## Records in a dataset
= = = = = = =

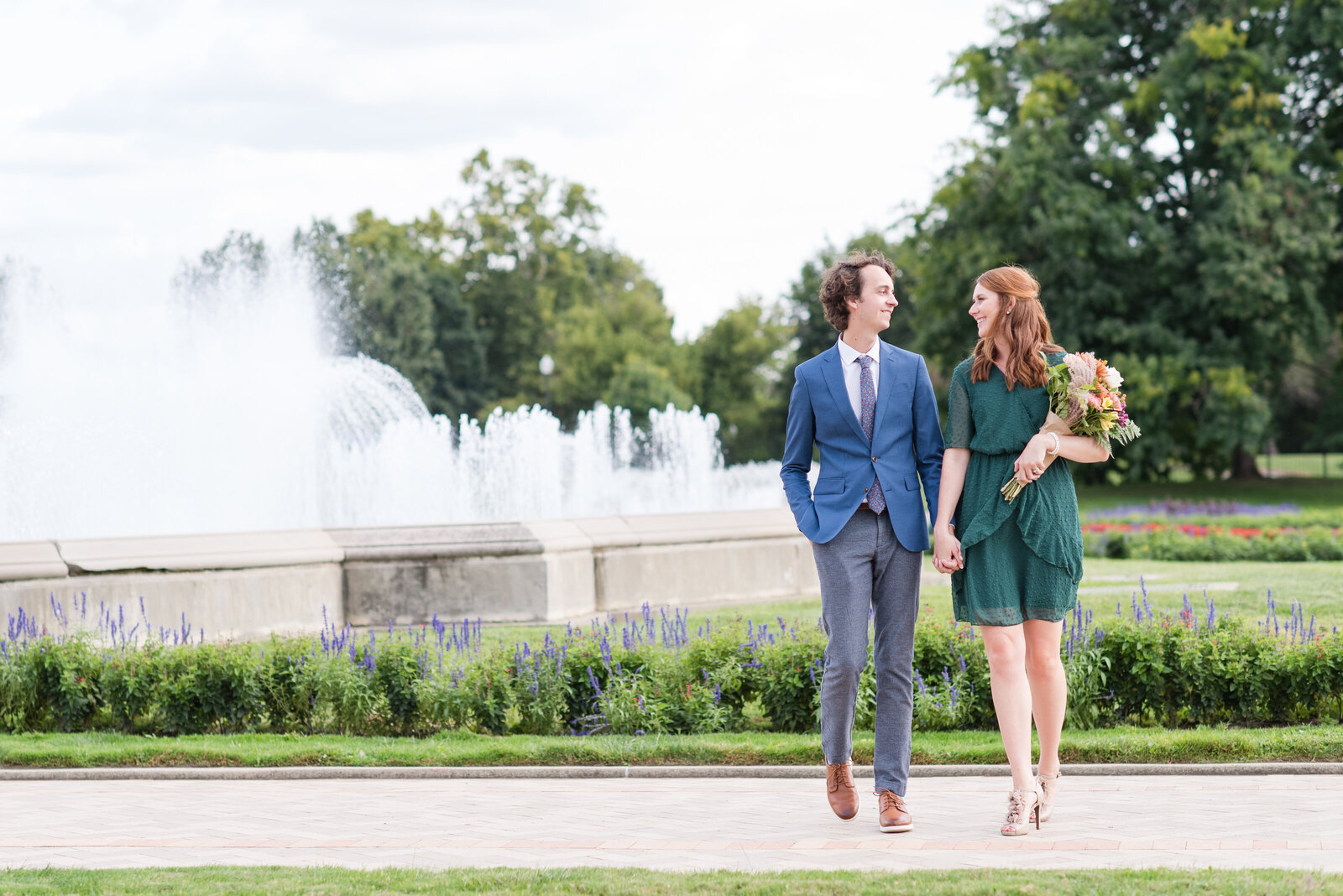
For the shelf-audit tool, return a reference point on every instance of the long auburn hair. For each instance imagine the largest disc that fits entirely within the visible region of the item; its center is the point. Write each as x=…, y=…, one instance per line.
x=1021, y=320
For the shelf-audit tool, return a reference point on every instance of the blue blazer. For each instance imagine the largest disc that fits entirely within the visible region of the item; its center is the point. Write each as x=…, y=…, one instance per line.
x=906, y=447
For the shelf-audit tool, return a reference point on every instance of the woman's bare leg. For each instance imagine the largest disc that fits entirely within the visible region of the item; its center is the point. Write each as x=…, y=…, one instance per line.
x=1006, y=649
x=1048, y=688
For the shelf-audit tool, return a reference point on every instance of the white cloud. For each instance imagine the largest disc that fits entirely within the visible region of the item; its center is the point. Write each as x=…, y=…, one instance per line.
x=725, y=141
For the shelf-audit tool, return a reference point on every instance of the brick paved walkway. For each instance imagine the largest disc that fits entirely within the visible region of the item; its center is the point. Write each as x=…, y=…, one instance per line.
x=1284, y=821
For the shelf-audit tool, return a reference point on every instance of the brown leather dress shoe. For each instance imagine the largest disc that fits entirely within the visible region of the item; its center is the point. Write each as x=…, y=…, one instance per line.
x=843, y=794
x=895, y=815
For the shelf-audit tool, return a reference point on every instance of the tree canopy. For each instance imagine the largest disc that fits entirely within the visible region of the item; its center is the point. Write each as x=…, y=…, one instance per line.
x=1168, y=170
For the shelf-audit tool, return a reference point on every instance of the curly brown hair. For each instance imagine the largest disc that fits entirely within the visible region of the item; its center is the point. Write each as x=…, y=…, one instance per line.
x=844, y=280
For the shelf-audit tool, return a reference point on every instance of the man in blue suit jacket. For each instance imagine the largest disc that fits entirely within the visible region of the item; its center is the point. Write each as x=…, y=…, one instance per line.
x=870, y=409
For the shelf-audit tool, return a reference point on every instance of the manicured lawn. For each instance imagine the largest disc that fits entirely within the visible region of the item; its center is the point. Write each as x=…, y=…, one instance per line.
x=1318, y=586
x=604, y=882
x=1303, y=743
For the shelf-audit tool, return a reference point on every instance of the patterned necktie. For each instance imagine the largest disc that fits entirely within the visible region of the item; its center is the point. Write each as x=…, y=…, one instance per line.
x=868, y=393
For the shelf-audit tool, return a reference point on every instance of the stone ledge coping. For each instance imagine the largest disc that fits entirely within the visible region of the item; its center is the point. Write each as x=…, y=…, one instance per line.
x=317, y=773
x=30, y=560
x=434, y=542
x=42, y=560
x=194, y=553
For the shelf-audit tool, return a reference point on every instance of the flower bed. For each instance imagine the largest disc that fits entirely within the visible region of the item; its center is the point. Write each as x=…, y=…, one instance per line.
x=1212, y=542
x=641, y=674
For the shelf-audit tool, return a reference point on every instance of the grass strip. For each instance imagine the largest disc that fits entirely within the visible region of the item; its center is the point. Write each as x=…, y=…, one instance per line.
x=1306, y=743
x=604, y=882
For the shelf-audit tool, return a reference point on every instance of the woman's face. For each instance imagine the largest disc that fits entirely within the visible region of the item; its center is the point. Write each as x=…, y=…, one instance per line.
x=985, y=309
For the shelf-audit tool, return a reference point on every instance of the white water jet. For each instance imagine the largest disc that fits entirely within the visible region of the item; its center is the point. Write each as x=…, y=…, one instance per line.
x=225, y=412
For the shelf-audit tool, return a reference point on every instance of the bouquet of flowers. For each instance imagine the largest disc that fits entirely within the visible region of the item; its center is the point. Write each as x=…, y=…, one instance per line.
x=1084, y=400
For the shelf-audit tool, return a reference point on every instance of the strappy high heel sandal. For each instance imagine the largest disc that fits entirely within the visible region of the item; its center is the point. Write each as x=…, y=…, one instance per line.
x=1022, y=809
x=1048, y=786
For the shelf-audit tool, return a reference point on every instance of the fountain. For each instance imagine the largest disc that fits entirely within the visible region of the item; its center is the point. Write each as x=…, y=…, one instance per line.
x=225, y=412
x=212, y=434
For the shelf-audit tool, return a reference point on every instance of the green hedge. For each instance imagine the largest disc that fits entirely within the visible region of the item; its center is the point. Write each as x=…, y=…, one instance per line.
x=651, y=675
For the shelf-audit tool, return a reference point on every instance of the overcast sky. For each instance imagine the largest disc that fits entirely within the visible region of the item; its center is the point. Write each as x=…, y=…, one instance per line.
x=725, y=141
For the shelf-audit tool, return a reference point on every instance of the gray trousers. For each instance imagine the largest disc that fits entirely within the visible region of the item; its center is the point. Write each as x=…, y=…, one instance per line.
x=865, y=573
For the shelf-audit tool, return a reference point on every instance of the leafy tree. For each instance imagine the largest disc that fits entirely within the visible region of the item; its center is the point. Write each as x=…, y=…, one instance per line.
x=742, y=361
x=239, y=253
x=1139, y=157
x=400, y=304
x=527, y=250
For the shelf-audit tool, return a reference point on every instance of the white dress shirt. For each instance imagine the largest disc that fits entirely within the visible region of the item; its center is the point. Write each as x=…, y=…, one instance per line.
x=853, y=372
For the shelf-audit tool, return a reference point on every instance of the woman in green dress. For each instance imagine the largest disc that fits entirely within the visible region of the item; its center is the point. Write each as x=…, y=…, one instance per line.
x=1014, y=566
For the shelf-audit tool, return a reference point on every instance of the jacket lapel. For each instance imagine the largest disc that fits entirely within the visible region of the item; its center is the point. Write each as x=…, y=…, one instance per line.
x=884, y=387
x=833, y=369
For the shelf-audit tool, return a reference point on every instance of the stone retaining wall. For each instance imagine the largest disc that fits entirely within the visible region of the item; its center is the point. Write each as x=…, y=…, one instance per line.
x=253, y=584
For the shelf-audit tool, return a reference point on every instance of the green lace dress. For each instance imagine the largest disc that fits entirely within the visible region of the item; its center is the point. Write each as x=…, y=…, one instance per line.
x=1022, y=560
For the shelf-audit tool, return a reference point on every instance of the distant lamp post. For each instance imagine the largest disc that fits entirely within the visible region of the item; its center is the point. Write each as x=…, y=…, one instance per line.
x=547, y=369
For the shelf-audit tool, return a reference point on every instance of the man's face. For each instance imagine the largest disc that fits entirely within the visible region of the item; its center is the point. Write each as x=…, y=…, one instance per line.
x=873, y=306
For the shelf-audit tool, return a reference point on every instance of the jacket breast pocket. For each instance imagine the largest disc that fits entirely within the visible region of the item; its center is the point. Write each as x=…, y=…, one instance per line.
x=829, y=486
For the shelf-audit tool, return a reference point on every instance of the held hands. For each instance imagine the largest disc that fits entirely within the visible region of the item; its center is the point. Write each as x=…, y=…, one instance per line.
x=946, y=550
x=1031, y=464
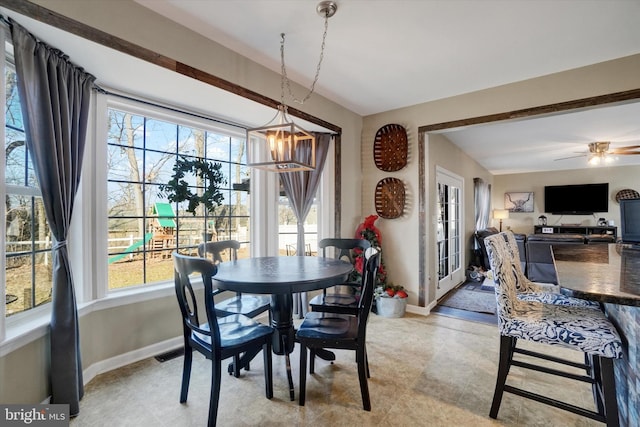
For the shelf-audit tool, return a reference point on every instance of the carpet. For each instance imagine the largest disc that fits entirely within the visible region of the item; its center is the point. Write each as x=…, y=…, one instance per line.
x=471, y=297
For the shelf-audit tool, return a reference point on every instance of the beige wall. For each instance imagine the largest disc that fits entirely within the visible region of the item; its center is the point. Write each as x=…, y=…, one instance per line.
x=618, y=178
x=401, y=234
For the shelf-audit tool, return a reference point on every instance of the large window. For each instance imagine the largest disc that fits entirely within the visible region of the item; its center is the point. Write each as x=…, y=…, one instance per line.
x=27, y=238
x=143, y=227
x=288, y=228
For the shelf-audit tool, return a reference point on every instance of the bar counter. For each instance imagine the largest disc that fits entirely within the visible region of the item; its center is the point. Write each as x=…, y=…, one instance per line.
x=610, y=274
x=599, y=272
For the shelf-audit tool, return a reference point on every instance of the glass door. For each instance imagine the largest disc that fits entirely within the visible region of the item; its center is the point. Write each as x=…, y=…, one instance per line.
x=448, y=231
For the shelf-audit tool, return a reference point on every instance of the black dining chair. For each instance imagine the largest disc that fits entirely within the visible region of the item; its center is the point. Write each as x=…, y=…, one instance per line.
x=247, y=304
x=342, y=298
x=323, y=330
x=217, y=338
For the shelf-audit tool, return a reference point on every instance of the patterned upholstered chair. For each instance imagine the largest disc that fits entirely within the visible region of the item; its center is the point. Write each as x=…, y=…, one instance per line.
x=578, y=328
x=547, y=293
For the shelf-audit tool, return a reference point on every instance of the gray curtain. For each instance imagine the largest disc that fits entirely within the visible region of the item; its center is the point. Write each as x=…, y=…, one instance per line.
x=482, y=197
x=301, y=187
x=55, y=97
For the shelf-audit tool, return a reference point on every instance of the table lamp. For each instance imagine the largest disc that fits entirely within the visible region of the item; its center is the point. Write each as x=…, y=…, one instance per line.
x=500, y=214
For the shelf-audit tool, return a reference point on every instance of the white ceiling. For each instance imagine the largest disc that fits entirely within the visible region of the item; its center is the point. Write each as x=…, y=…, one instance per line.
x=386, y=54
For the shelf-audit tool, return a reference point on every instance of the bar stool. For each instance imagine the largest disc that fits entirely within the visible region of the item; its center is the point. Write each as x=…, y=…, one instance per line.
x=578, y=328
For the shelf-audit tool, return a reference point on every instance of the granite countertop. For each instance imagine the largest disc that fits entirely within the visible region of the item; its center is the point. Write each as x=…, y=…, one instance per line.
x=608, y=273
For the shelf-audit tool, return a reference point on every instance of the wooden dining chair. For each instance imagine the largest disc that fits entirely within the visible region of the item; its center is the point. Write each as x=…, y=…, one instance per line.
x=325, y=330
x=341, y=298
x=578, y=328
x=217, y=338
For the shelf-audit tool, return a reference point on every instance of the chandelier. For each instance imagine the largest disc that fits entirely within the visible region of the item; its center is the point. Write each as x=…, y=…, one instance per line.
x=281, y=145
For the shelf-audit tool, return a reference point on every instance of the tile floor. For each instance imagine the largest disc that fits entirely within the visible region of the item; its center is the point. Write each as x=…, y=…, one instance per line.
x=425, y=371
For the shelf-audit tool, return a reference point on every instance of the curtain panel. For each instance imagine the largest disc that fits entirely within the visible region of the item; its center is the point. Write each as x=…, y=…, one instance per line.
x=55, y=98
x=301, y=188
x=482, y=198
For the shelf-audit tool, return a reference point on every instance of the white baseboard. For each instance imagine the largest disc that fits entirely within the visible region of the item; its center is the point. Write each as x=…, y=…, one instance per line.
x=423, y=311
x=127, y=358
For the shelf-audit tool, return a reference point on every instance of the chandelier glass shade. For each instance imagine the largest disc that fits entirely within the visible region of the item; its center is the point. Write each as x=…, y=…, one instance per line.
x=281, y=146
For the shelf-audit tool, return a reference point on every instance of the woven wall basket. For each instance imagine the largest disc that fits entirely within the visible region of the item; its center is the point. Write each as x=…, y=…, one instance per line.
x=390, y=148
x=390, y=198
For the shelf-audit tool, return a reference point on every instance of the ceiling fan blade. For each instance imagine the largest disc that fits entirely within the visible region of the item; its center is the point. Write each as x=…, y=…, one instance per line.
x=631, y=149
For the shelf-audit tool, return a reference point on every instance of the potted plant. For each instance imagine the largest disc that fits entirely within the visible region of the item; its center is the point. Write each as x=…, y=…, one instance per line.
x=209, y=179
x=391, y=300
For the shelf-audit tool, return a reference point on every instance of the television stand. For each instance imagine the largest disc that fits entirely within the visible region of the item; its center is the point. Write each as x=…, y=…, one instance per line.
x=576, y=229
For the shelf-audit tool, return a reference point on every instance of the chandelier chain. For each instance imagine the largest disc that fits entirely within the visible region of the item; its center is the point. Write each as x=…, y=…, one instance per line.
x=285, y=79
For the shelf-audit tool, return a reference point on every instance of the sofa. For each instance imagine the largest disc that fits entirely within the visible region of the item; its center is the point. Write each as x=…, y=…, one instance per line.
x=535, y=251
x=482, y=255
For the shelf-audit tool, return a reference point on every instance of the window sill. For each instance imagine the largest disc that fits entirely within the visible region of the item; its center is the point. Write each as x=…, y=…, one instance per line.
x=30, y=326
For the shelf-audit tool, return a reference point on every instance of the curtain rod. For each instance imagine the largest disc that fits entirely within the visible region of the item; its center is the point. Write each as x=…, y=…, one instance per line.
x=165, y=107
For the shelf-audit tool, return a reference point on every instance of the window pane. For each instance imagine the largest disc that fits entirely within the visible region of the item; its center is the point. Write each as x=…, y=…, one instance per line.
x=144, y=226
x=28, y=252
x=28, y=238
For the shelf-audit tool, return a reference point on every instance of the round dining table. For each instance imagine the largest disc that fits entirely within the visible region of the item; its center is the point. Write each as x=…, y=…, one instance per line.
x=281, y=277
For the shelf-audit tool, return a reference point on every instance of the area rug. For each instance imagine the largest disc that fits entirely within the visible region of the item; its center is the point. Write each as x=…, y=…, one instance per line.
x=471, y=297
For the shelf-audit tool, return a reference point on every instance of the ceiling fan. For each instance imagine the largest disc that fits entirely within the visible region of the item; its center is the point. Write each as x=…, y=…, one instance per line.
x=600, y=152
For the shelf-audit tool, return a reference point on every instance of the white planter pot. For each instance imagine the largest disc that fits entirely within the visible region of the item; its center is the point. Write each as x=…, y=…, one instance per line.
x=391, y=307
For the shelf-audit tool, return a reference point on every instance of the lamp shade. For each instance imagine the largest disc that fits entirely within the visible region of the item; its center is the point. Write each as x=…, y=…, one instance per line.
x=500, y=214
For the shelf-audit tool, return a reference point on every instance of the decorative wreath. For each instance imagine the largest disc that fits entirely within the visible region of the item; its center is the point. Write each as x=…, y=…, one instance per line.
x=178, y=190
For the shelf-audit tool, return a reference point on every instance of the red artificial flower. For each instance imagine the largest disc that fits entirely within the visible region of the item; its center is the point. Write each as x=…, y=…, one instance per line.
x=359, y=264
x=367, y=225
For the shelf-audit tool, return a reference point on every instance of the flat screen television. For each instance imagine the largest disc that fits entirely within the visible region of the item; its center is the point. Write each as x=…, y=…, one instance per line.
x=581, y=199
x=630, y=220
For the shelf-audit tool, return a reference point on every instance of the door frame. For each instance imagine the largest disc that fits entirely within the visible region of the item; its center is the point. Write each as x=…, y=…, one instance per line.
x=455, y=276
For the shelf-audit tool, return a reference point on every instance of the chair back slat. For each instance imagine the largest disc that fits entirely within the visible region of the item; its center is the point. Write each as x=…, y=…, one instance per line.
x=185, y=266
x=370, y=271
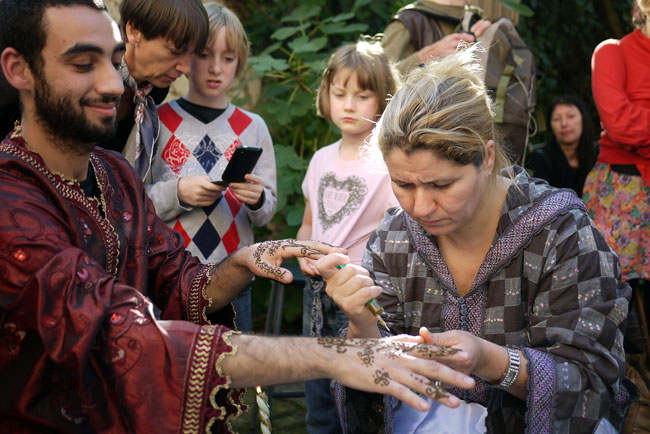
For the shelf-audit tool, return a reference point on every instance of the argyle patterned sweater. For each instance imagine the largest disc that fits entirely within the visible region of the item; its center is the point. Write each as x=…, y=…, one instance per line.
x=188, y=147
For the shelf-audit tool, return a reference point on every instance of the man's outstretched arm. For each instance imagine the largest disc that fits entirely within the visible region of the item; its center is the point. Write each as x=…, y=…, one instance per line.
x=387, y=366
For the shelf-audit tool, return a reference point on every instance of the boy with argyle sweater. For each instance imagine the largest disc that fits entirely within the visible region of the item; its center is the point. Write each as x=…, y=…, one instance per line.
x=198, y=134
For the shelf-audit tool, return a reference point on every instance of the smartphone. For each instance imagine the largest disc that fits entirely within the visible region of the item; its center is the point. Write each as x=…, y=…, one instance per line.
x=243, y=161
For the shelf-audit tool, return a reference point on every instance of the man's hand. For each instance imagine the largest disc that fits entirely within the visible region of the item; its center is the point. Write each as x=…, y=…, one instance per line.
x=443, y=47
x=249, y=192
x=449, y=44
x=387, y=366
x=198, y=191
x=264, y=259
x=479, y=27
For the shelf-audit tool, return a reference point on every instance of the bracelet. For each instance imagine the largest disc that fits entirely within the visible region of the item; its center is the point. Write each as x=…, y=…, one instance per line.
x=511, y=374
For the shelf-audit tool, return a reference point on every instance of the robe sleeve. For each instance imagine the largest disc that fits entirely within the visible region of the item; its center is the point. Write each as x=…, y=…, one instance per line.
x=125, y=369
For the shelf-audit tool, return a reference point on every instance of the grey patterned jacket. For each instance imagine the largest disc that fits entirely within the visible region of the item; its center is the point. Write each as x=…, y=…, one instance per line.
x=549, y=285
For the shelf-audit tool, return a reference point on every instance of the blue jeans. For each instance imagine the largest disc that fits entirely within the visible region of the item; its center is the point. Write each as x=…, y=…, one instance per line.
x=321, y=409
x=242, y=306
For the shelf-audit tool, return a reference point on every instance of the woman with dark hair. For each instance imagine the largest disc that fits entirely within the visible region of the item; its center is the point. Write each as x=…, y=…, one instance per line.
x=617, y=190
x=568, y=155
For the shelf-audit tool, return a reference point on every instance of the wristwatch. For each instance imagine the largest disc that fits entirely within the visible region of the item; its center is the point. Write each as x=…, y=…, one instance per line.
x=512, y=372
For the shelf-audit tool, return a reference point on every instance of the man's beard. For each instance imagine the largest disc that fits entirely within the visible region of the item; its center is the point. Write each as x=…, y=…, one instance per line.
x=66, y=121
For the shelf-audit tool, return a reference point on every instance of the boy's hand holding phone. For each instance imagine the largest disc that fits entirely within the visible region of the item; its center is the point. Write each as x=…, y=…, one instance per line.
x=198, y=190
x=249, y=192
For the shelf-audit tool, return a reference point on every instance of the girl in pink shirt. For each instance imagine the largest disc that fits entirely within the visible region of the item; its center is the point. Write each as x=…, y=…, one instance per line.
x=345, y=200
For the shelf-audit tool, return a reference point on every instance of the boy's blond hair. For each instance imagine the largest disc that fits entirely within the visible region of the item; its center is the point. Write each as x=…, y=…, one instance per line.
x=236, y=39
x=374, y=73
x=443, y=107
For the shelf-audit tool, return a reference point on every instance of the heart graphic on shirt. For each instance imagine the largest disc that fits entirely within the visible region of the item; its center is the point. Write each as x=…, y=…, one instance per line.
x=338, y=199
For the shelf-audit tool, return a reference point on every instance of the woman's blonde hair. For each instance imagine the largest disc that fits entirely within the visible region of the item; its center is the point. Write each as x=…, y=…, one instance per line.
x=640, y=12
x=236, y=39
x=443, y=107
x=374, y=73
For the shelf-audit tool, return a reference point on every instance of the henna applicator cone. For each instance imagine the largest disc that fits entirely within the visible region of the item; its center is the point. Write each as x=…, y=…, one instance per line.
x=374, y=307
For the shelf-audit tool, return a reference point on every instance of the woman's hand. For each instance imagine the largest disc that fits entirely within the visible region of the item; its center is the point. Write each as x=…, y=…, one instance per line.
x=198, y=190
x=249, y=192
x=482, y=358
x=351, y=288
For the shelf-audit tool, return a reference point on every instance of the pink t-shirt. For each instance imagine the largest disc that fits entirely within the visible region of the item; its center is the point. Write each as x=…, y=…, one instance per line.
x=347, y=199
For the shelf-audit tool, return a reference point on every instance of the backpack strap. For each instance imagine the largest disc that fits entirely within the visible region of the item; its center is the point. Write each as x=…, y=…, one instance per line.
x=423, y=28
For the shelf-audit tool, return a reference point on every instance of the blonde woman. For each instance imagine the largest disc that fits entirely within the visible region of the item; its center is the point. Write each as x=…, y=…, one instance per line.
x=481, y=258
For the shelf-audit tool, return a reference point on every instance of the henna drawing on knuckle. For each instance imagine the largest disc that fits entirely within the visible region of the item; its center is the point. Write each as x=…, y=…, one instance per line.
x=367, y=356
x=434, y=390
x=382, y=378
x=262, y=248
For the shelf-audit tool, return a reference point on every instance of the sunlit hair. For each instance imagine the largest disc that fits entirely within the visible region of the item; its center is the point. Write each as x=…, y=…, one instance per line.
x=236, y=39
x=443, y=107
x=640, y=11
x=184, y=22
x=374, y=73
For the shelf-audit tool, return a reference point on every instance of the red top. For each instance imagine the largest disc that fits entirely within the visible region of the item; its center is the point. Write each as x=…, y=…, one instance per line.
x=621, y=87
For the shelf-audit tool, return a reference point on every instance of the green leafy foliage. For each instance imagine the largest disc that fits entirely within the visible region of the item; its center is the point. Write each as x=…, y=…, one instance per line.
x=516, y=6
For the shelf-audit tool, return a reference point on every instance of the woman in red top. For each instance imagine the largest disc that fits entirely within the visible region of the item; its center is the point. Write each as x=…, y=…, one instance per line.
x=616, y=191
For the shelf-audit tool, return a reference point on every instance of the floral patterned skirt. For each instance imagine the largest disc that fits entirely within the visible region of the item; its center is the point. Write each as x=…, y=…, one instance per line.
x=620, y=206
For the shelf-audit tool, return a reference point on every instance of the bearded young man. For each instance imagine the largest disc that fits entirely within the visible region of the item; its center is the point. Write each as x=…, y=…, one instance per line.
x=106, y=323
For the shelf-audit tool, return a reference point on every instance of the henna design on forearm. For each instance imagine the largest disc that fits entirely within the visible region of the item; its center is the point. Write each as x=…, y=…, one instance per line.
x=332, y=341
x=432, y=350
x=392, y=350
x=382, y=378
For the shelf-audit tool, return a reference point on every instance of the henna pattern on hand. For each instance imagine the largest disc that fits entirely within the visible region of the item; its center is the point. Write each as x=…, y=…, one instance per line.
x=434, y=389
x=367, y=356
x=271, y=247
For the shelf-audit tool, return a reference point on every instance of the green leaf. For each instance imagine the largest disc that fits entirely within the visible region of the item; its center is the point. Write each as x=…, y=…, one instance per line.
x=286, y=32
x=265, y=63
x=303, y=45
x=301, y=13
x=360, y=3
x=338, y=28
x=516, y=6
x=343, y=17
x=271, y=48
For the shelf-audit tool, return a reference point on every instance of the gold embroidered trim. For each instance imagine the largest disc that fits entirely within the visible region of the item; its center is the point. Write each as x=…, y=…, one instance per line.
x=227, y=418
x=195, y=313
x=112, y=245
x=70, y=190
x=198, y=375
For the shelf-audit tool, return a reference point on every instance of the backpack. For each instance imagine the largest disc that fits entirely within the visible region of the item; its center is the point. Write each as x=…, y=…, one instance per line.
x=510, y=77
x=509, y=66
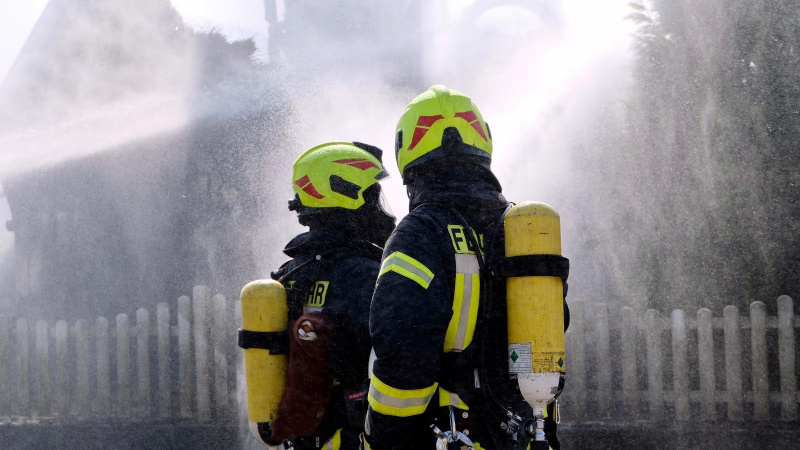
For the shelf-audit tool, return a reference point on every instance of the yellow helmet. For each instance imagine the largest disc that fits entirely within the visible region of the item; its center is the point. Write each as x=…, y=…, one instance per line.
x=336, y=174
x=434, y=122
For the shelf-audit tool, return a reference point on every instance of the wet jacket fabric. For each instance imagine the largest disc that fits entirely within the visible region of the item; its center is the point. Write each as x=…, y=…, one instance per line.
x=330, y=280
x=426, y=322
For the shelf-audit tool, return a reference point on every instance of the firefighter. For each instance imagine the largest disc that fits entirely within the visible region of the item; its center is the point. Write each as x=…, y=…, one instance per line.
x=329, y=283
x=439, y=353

= = = = = = =

## AIM
Copy the records from the start through the line that contains "x=1284, y=821", substituting "inventory-check tool" for "shelf-audit tool" and leaving all else unchanged. Omit the pictures.

## SOLUTION BELOW
For the inventory-check tool, return a reference point on every instance of the long auburn hair. For each instance imagine the largest disc that fits entirely within the visible region of the item; its center is the point. Write each as x=…, y=…, one instance per line.
x=1021, y=320
For the inventory-check tool, return a reference point on every instance of the blue blazer. For each instance imagine the largest disc that fits entirely within the visible region of the item; its center is the point. Write each as x=…, y=…, one instance per line.
x=906, y=447
For the inventory-check tool, return a reference point on every instance of the woman's bare leg. For each instance imagine the largest disc that fits entirely within the visible region of the item; its center is the point. Write each as x=…, y=…, one instance per line.
x=1006, y=649
x=1048, y=688
For the inventory-check tool, return a reference point on every instance of the white cloud. For each instance imagine the largest disc that fits entirely within the visible region of the item; its center is the point. Write each as x=…, y=…, one instance per line.
x=725, y=141
For the inventory-check tool, return a reference point on every instance of the brick paved walkway. For each instance imagine the largest disc that fits entirely within the visible region of the item; its center is the point. Write each as x=…, y=…, one instance per line.
x=1284, y=821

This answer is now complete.